WORK REQUEST -> Retype the entries word for word from their beginning through the line that contains "box: [637, 1133, 881, 1263]", including that line, and leave out the pictures.

==== DATASET RECORDS

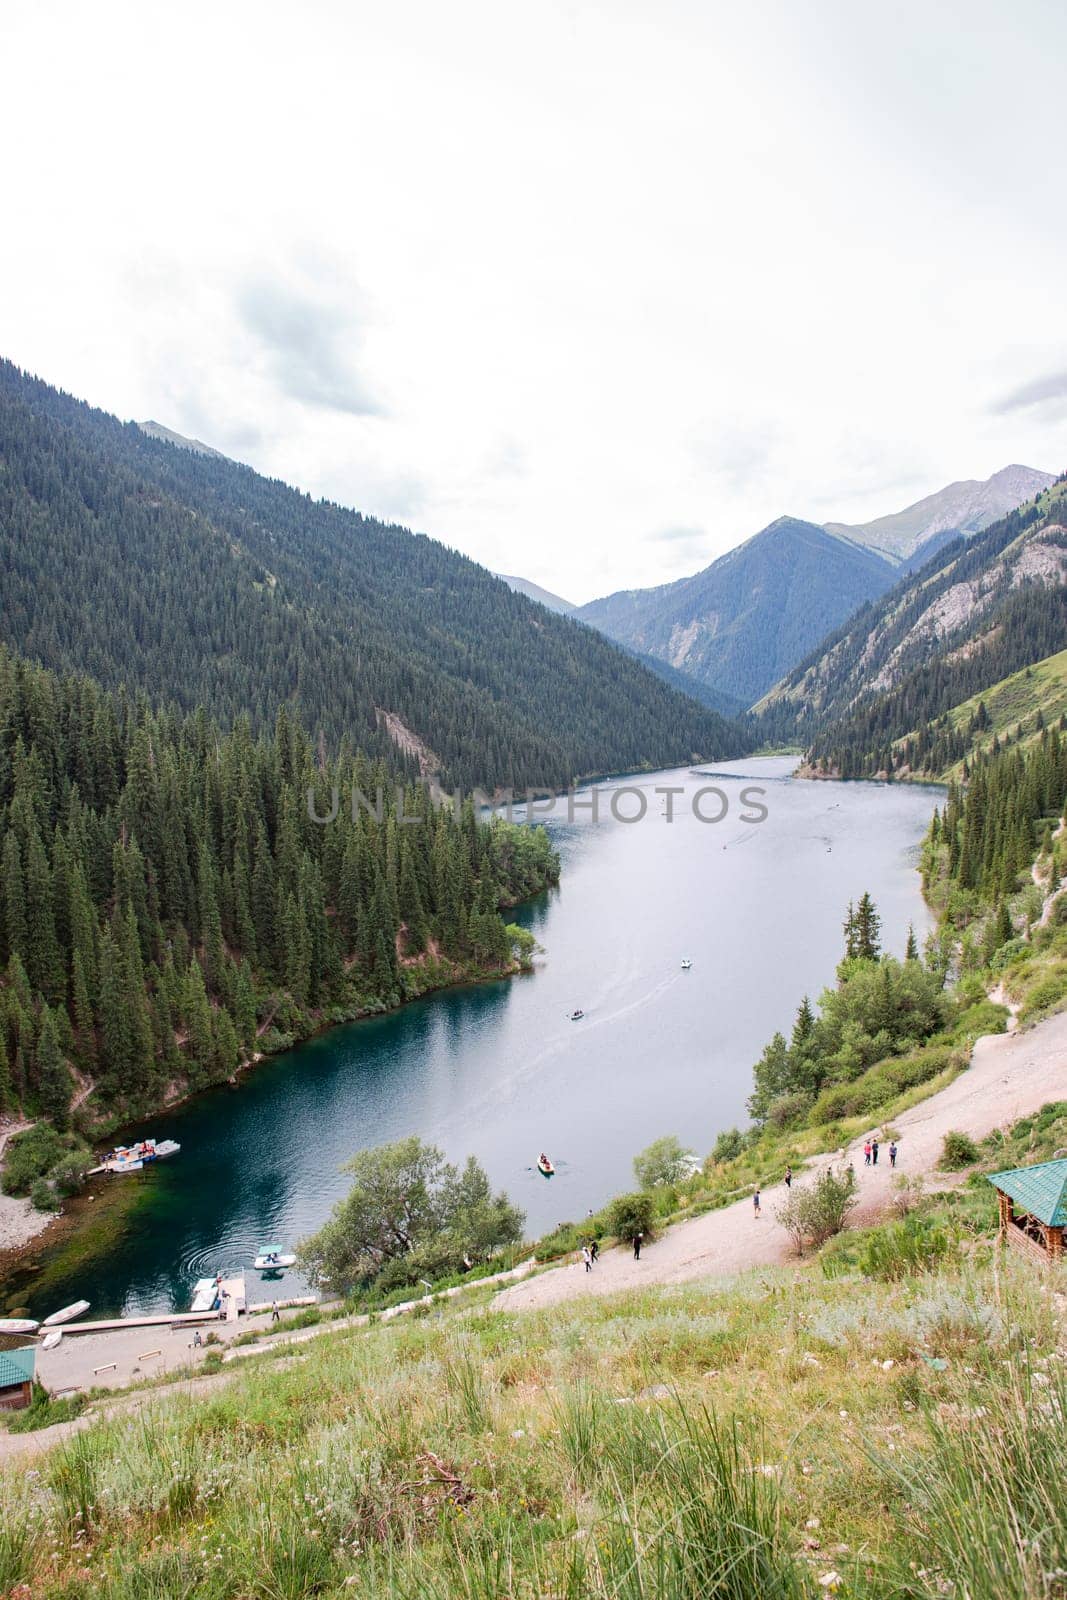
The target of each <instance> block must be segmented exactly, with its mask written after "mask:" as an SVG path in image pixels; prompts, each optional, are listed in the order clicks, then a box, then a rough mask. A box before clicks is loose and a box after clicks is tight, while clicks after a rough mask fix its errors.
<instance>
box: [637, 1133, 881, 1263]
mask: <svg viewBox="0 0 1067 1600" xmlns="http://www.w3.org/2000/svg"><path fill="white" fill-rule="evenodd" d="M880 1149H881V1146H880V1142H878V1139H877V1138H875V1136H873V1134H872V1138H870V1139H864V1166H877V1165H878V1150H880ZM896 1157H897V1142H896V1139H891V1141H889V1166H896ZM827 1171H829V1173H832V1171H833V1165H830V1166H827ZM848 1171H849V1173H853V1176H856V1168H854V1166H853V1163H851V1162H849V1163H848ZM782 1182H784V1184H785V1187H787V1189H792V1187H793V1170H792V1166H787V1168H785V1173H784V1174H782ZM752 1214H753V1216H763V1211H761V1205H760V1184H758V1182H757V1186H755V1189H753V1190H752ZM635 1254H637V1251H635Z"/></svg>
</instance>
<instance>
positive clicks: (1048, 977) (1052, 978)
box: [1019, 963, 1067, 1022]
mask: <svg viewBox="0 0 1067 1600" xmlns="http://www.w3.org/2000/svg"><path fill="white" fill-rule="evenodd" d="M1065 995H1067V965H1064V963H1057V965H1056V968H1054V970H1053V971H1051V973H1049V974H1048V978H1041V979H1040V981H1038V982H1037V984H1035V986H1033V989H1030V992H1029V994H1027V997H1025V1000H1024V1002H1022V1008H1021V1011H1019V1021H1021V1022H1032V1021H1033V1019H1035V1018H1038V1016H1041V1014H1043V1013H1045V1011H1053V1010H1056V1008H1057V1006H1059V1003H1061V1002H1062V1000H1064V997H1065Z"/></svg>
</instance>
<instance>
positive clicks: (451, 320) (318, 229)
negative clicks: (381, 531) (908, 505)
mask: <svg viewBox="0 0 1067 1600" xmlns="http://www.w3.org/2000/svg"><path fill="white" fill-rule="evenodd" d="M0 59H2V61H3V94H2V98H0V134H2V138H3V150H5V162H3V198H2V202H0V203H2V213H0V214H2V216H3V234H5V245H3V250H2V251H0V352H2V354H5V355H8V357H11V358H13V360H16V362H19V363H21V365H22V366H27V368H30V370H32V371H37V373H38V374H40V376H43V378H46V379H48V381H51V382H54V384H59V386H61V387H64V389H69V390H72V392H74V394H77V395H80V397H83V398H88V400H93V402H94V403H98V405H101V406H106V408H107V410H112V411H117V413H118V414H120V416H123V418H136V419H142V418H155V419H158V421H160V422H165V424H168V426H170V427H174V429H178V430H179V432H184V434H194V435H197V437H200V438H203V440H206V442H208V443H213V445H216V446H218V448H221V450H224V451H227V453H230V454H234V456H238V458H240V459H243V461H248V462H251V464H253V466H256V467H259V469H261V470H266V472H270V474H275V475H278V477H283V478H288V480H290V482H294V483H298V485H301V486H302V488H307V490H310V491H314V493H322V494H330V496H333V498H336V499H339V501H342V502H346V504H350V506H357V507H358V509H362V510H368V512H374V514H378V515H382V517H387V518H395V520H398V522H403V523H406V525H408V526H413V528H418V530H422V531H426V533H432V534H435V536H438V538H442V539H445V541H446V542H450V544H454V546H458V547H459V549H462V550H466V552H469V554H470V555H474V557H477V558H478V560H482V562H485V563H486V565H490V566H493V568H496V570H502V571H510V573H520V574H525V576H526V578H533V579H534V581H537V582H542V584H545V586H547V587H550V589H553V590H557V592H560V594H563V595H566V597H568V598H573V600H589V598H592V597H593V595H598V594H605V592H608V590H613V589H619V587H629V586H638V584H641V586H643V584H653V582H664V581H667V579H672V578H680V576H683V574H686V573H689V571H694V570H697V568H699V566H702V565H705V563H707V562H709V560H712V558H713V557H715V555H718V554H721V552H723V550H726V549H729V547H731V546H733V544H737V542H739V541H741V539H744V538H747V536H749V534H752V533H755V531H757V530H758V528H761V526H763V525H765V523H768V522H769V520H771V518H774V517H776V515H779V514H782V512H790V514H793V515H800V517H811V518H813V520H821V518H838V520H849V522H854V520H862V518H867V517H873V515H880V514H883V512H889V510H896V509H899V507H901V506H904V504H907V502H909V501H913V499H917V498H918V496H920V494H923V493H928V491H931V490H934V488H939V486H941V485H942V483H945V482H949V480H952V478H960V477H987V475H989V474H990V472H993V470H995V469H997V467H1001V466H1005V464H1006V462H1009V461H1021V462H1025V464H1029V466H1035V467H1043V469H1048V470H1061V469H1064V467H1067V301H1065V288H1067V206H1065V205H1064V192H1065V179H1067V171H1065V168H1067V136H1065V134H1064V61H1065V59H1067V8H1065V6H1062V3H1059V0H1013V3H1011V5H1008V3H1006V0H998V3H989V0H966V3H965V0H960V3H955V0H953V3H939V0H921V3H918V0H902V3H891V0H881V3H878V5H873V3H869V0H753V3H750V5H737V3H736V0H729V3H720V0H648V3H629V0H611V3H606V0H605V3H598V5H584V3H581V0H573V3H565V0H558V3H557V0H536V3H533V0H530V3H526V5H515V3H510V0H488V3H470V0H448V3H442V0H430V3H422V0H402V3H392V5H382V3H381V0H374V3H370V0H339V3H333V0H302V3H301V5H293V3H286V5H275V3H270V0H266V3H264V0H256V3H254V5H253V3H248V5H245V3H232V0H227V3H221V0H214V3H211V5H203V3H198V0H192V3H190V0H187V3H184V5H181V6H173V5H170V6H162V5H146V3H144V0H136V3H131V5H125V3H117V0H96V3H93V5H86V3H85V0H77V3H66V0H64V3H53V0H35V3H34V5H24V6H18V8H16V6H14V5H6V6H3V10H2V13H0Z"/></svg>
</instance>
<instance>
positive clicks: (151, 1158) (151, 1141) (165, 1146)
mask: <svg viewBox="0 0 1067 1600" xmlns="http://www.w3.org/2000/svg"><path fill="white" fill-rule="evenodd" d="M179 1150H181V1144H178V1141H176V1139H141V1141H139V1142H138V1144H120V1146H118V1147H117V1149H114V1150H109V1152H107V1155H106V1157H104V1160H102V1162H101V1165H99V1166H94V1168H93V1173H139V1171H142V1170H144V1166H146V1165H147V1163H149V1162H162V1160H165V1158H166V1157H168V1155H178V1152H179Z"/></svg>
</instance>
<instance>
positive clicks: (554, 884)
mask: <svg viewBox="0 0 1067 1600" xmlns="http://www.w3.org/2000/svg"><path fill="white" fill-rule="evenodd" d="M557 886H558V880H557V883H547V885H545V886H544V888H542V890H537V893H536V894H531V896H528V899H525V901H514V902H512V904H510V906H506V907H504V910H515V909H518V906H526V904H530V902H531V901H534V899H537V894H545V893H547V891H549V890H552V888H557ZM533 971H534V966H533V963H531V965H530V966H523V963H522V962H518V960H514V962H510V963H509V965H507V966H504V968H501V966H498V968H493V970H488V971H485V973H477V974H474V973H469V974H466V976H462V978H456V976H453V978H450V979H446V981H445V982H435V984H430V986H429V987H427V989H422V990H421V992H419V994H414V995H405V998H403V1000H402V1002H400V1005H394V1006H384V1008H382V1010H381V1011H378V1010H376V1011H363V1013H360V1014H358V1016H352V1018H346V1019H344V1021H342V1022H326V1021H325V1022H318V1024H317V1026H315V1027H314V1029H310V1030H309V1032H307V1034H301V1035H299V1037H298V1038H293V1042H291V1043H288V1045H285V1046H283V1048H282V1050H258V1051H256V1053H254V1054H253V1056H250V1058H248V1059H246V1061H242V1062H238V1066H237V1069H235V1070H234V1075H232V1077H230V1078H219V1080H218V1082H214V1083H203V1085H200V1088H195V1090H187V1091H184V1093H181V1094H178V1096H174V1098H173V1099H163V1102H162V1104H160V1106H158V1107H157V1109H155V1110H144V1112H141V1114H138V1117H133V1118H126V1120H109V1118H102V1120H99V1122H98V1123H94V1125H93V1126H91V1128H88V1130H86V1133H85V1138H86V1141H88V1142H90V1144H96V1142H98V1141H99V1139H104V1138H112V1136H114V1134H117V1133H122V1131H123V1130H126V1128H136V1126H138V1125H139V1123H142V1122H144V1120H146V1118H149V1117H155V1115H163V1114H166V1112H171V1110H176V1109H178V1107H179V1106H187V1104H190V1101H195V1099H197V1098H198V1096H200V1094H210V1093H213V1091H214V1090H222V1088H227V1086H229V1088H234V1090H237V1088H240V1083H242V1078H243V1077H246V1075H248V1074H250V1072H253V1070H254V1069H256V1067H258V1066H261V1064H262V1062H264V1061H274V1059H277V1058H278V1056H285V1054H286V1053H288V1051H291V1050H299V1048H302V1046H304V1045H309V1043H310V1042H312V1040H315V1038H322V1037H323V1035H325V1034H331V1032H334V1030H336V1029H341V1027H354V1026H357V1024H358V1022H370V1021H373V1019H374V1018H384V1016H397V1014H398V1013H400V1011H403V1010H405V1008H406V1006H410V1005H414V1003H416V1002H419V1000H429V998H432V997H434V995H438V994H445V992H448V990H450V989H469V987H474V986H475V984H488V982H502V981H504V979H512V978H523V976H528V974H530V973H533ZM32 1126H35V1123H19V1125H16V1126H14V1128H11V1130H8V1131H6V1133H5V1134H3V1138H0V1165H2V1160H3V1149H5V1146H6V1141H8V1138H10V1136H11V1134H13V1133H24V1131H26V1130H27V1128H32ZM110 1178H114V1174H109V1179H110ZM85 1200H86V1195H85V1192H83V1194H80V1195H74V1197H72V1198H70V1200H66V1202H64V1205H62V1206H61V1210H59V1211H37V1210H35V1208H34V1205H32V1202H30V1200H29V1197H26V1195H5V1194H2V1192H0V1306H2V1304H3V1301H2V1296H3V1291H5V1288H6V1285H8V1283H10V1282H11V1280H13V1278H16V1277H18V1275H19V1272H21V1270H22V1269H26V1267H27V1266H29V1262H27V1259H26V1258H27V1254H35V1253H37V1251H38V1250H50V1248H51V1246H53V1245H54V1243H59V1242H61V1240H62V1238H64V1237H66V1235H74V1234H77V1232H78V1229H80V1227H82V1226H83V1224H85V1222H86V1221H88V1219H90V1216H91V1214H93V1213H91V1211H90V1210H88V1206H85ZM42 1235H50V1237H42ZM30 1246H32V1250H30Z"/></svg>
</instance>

========

TASK RESULT ->
The target of each <instance> block must be segmented exactly, with its mask written after "mask:" as an SVG path in image pixels; prompts, each optional, are listed in the order clicks, then a box, then a rough mask. A box before clicks is loose and a box after clicks is tight, while clicks after a rough mask fix its errors.
<instance>
box: [637, 1133, 881, 1263]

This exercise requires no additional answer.